> Assignment
Quote the whole listing word for word. Do not include the pictures.

> Source records
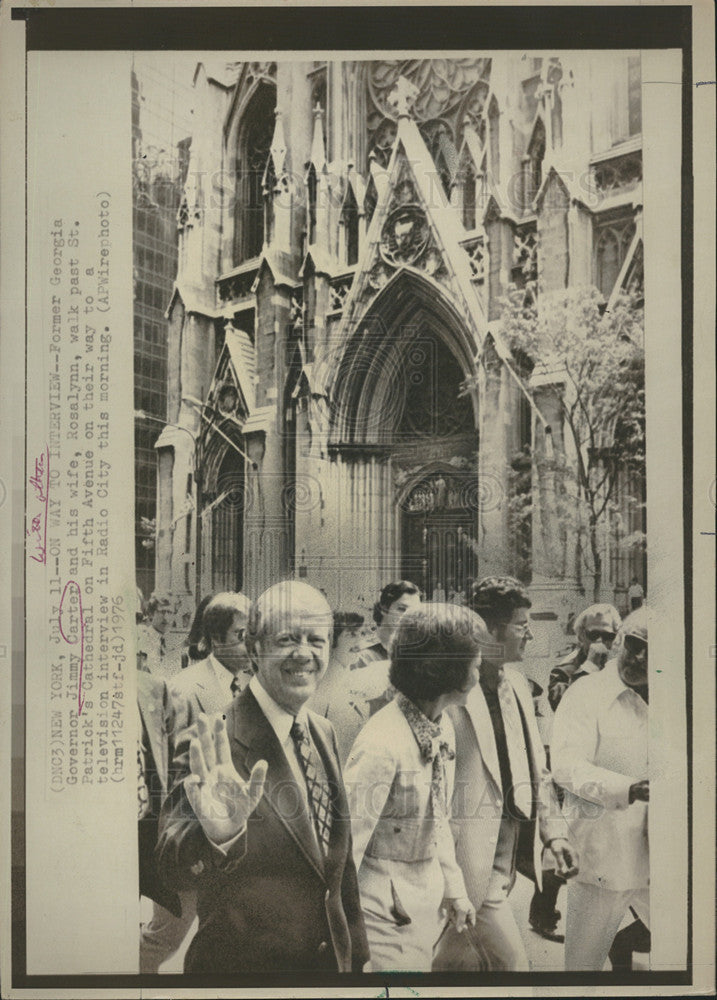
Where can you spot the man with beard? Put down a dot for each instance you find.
(209, 685)
(600, 757)
(258, 823)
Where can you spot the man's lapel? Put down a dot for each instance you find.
(483, 726)
(340, 826)
(252, 738)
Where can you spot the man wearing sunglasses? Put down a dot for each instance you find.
(595, 629)
(599, 751)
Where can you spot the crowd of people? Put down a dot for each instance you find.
(323, 800)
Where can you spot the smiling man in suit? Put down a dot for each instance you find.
(259, 823)
(503, 801)
(210, 684)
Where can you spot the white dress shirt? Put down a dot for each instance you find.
(600, 749)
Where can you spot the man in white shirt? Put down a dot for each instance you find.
(504, 804)
(153, 654)
(599, 755)
(207, 686)
(259, 822)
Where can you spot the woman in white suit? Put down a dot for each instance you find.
(399, 778)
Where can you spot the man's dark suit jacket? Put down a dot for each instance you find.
(156, 712)
(273, 904)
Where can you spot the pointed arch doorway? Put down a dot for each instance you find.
(438, 525)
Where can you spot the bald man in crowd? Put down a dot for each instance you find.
(259, 822)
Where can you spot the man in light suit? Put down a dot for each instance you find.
(504, 802)
(209, 685)
(259, 822)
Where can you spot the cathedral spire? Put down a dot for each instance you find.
(402, 97)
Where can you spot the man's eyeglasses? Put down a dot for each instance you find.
(596, 635)
(634, 645)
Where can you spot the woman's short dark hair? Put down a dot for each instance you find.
(496, 598)
(198, 644)
(433, 649)
(390, 594)
(344, 620)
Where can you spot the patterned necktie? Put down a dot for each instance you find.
(316, 784)
(522, 788)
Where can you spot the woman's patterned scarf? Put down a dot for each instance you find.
(434, 748)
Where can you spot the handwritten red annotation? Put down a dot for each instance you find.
(40, 483)
(76, 628)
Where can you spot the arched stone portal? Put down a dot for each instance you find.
(405, 436)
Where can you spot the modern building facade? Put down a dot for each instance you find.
(341, 406)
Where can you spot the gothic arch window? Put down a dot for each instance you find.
(228, 523)
(255, 135)
(634, 95)
(533, 175)
(613, 238)
(320, 96)
(448, 91)
(312, 193)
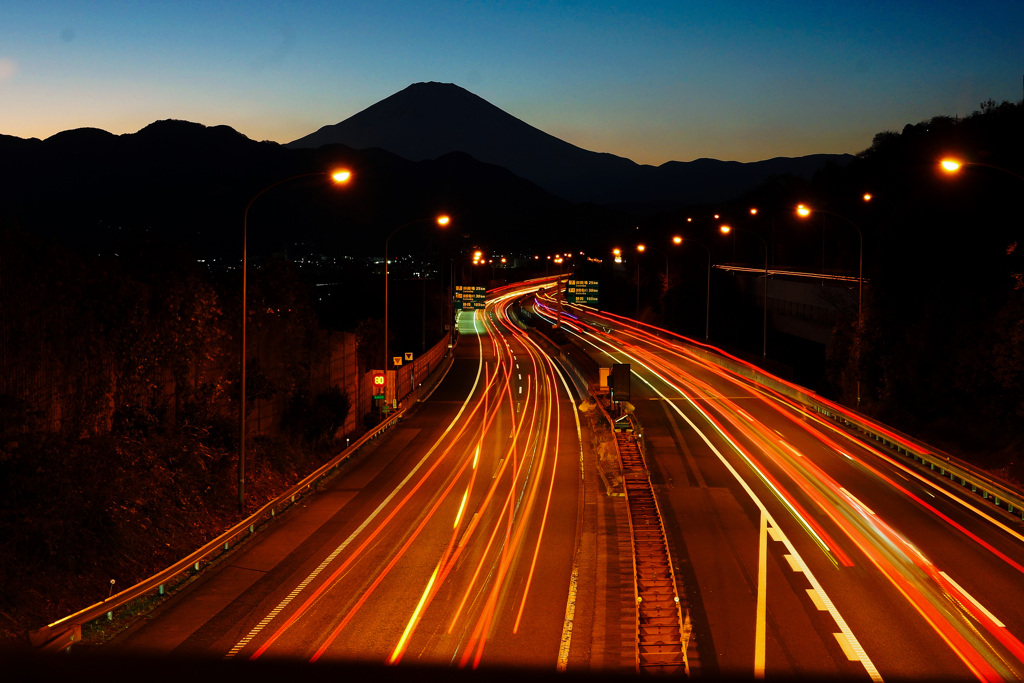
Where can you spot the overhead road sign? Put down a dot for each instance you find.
(582, 292)
(470, 297)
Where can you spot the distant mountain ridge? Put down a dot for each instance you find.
(427, 120)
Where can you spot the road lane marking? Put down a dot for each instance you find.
(973, 601)
(816, 599)
(848, 649)
(337, 551)
(762, 606)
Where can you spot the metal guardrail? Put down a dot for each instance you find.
(66, 632)
(1003, 496)
(1000, 494)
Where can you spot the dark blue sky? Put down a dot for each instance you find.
(652, 81)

> The answer
Where can you spot the man with beard? Put down a dot for each instance you find.
(209, 685)
(600, 757)
(258, 823)
Where can you spot the man's lapel? Put down a dot for each instance you find.
(483, 726)
(340, 826)
(252, 738)
Where can you spot the man wearing sunglasses? Put down a dot for each instance you find.
(595, 629)
(599, 751)
Where can you spot the crowd of people? Put down a dot for each instance you find.
(323, 800)
Where can you spot the smiling man in suit? Put down a dot for each instance you find.
(259, 823)
(503, 801)
(210, 684)
Where can you spot the white dress shirt? Put down a dot for each instance you find.
(600, 749)
Where can you spot the man in white shirt? Put down a dot for each instance you find.
(504, 804)
(153, 654)
(599, 755)
(207, 686)
(259, 822)
Where can you spot the woman in white suit? Put down a dot for each instance you find.
(399, 778)
Where can you spot the man's dark suit jacket? Put down a dot for each instance you find.
(156, 712)
(273, 904)
Where can you spot the pointed arch doorway? Put down a dot for each instance you find.
(438, 525)
Where can you spot the bald man in crowd? Put down a dot for each instance you find.
(259, 822)
Where can you spot the man in light suit? Put down a dot for each instance you find.
(504, 802)
(209, 685)
(259, 822)
Where can you spot the cathedral spire? Put down a dot for each instance you find.
(402, 97)
Where can you spot the man's eyeglasses? Put down a dot for each instance you find.
(596, 635)
(634, 645)
Where can you spot the woman's short dark hair? Put down a dot for each instance you find.
(496, 598)
(198, 644)
(433, 649)
(390, 594)
(344, 620)
Where can you spot the patterned necktie? Put down a dot for each instance you find.
(316, 784)
(522, 788)
Where can you spot the woman's patterned scarf? Put down a dot for each instance you find.
(434, 748)
Where can you spot the handwritten red annotation? Put down a dot for each instance you find.
(40, 483)
(76, 628)
Where can you spot the arched stone portal? Put down a dot for each instance you find.
(405, 436)
Where can you spot the modern building facade? Put down a dot for each instance you find.
(341, 406)
Where can you spot the gothic arch window? Put down a dot for each instance you find.
(228, 523)
(255, 135)
(634, 95)
(533, 175)
(613, 238)
(320, 96)
(448, 91)
(312, 193)
Where can you spot the overhead road sign? Put down a dot for each instance you find.
(582, 292)
(470, 297)
Where can you spot the distant mountain ridge? Put down a dot for each instance you find.
(427, 120)
Where can you spot the road lane marking? Put down a dot for each instance you find.
(973, 601)
(816, 599)
(848, 649)
(337, 551)
(762, 606)
Where can you spot the metal guardrail? Put down a dot for each instance you find.
(66, 632)
(1003, 496)
(1000, 494)
Where can you spot the dark blue sky? Put down a dot for each instance you find.
(652, 81)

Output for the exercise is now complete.